== Problem ==
Will you print the material below without altering a single character?

== Information shown ==
* begin *

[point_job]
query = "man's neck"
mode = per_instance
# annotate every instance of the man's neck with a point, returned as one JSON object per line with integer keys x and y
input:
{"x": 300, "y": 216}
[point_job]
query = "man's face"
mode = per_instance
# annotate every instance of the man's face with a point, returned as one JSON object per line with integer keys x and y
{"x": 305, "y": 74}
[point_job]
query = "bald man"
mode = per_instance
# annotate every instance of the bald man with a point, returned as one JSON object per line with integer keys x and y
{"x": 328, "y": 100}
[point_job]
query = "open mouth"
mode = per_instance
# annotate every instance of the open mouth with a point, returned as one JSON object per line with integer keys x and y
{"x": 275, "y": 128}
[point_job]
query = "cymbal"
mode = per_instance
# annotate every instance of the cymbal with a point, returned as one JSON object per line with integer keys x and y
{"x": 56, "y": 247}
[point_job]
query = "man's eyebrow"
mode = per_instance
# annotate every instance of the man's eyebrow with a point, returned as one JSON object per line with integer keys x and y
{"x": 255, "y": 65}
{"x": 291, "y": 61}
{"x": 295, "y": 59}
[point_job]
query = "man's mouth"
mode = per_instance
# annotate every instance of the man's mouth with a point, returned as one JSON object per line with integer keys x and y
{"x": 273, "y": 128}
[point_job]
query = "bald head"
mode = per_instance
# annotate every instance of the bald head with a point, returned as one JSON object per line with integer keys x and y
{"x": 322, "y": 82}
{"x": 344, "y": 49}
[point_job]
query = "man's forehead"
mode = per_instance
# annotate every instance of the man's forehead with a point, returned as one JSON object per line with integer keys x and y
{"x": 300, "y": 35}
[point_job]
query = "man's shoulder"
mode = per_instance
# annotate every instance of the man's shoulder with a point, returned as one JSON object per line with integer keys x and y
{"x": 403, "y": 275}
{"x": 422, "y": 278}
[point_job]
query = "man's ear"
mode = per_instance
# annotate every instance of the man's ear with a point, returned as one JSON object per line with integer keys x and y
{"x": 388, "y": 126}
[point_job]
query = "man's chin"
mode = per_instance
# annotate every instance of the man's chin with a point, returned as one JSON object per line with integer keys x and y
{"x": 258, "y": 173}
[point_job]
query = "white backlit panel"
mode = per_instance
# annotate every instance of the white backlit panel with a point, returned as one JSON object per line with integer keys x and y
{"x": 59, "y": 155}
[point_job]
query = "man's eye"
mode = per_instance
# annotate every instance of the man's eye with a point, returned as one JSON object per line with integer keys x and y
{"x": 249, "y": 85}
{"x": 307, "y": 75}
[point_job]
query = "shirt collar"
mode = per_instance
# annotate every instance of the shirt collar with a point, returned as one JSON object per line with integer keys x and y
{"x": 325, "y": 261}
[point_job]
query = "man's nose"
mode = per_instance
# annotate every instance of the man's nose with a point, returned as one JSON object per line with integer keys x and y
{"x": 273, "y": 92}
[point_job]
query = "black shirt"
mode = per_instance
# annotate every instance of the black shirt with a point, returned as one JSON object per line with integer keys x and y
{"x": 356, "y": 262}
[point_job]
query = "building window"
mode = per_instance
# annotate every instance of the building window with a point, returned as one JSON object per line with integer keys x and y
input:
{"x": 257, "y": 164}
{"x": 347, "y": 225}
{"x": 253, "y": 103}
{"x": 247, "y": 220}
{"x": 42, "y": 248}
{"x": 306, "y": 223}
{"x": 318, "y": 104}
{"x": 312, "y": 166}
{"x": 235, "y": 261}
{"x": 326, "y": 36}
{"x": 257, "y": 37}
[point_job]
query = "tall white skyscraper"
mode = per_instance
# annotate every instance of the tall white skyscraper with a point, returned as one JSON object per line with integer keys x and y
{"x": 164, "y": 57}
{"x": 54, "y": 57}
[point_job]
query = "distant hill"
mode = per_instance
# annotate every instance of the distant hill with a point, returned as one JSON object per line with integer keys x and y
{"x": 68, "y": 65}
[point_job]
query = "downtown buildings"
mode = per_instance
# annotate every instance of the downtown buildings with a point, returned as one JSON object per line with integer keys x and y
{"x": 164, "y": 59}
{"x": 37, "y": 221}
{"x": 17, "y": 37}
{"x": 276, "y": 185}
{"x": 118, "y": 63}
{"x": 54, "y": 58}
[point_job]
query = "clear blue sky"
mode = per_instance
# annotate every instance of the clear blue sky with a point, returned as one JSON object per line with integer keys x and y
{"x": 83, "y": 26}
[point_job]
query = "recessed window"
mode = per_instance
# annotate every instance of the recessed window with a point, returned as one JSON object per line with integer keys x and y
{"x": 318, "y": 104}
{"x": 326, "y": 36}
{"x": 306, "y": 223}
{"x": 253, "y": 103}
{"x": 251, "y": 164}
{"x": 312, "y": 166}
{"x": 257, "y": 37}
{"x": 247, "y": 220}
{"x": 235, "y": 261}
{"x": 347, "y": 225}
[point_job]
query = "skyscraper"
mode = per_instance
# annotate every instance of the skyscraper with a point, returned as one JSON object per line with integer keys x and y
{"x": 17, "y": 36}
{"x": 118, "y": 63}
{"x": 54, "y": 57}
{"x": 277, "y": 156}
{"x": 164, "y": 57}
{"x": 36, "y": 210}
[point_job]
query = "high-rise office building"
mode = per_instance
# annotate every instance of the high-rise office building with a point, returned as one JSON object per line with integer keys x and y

* end *

== Solution to this task ==
[point_job]
query = "man's neck"
mode = per_instance
# annotate every instance of the man's neck with a point, returned as one JSON object per line with integer keys x and y
input:
{"x": 300, "y": 216}
[point_job]
query = "man's face"
mode = per_instance
# annotate every instance of the man's face with a point, returned as one JSON object per line with integer keys x and y
{"x": 305, "y": 74}
[point_job]
query = "bald man"
mode = per_instance
# annotate every instance of the bald man with a point, returned as one JSON object per line with integer keys x and y
{"x": 328, "y": 100}
[point_job]
query = "open mouth"
mode = per_instance
# annotate every instance of the open mouth with a point, returned as one JSON object per line with integer keys x and y
{"x": 275, "y": 128}
[point_job]
query = "cymbal"
mode = per_instance
# annotate every instance of the cymbal with a point, returned as one JSON object per line with integer keys x and y
{"x": 56, "y": 247}
[point_job]
query = "man's eyebrow"
mode = per_instance
# annotate every instance of the man's eyebrow with a point, returned as one JSON object per line with integer keys x and y
{"x": 255, "y": 65}
{"x": 291, "y": 61}
{"x": 295, "y": 59}
[point_job]
query = "man's mouth"
mode = per_instance
# annotate every instance of the man's mouth with a point, returned as one JSON object per line with integer keys x and y
{"x": 273, "y": 128}
[point_job]
query = "bald head"
mode = per_instance
# annotate every instance of the bald head with a point, returned as one JSON object per line with integer keys x and y
{"x": 322, "y": 82}
{"x": 344, "y": 49}
[point_job]
query = "man's forehead"
mode = per_instance
# annotate every instance of the man's forehead with a point, returned as one JSON object per line with integer keys x and y
{"x": 300, "y": 35}
[point_job]
query = "man's shoulder"
mode = per_instance
# annotate every instance of the man's shoulder with a point, returned as one JSON object per line with integer keys x and y
{"x": 403, "y": 275}
{"x": 422, "y": 278}
[point_job]
query = "man's ear"
mode = per_instance
# annotate every instance of the man's ear with a point, returned as one JSON object per line with integer keys x and y
{"x": 388, "y": 126}
[point_job]
query = "man's chin"
mode = per_instance
# annotate every instance of the man's chin with a point, returned as one JSON object per line with integer keys x and y
{"x": 258, "y": 173}
[point_job]
query = "white backlit panel"
mode = per_instance
# annotate every instance of the white backlit panel with a point, returned as one JSON object per line with integer keys x and y
{"x": 59, "y": 155}
[point_job]
query = "man's eye"
mode = per_instance
# annotate every instance of the man's eye with a point, returned as one JSON object per line with integer keys x and y
{"x": 249, "y": 85}
{"x": 307, "y": 75}
[point_job]
query = "shirt collar"
mode = per_instance
# annotate every instance of the shirt collar with a point, returned as one JSON object per line with integer keys x and y
{"x": 325, "y": 261}
[point_job]
query = "man's nose"
mode = per_instance
# annotate every instance of the man's nose with a point, returned as one JSON object per line with integer keys x and y
{"x": 273, "y": 92}
[point_job]
query = "black shirt"
mode = per_instance
# annotate every instance of the black shirt with a point, returned as one JSON object per line with integer keys x and y
{"x": 356, "y": 262}
[point_job]
query = "building window"
mode = per_instance
# annotate every instance of the building window with a point, returned as one JSON object per line with integer keys x and y
input:
{"x": 257, "y": 164}
{"x": 347, "y": 225}
{"x": 253, "y": 103}
{"x": 247, "y": 220}
{"x": 42, "y": 248}
{"x": 306, "y": 223}
{"x": 318, "y": 104}
{"x": 312, "y": 166}
{"x": 235, "y": 261}
{"x": 326, "y": 36}
{"x": 257, "y": 37}
[point_job]
query = "tall white skyscraper"
mode = per_instance
# annotate every instance of the tall white skyscraper with a point, returned as one JSON object per line with integer keys x and y
{"x": 164, "y": 57}
{"x": 54, "y": 57}
[point_job]
query = "distant hill"
mode = per_instance
# annotate every instance of the distant hill with a point, returned as one JSON object per line with integer keys x and y
{"x": 68, "y": 65}
[point_job]
query = "downtown buildings"
mode = per_instance
# annotate every instance of the downtown buildings with a point, returned as one JSON object per line with integer keys x and y
{"x": 164, "y": 59}
{"x": 37, "y": 221}
{"x": 17, "y": 37}
{"x": 276, "y": 185}
{"x": 118, "y": 63}
{"x": 54, "y": 58}
[point_job]
query = "clear blue sky"
mode = per_instance
# annotate every instance of the clear blue sky with a point, returned as one JSON object per line with integer keys x and y
{"x": 83, "y": 26}
[point_job]
query = "recessed window"
mode = per_instance
# annotate every instance of the recessed window with a point, returned as one JSON object per line with integer keys x and y
{"x": 318, "y": 104}
{"x": 326, "y": 36}
{"x": 306, "y": 223}
{"x": 253, "y": 103}
{"x": 251, "y": 164}
{"x": 312, "y": 166}
{"x": 257, "y": 37}
{"x": 247, "y": 220}
{"x": 235, "y": 261}
{"x": 347, "y": 225}
[point_job]
query = "skyscraper"
mode = per_instance
# annotate every instance of the skyscraper with a point, returned as one JSON object per line with integer keys x and y
{"x": 17, "y": 36}
{"x": 118, "y": 63}
{"x": 54, "y": 57}
{"x": 277, "y": 156}
{"x": 164, "y": 57}
{"x": 36, "y": 210}
[point_job]
query = "high-rise office building"
mode = per_instance
# annotate every instance of the high-rise office building with a point, returned as one JSON object per line with integer keys x and y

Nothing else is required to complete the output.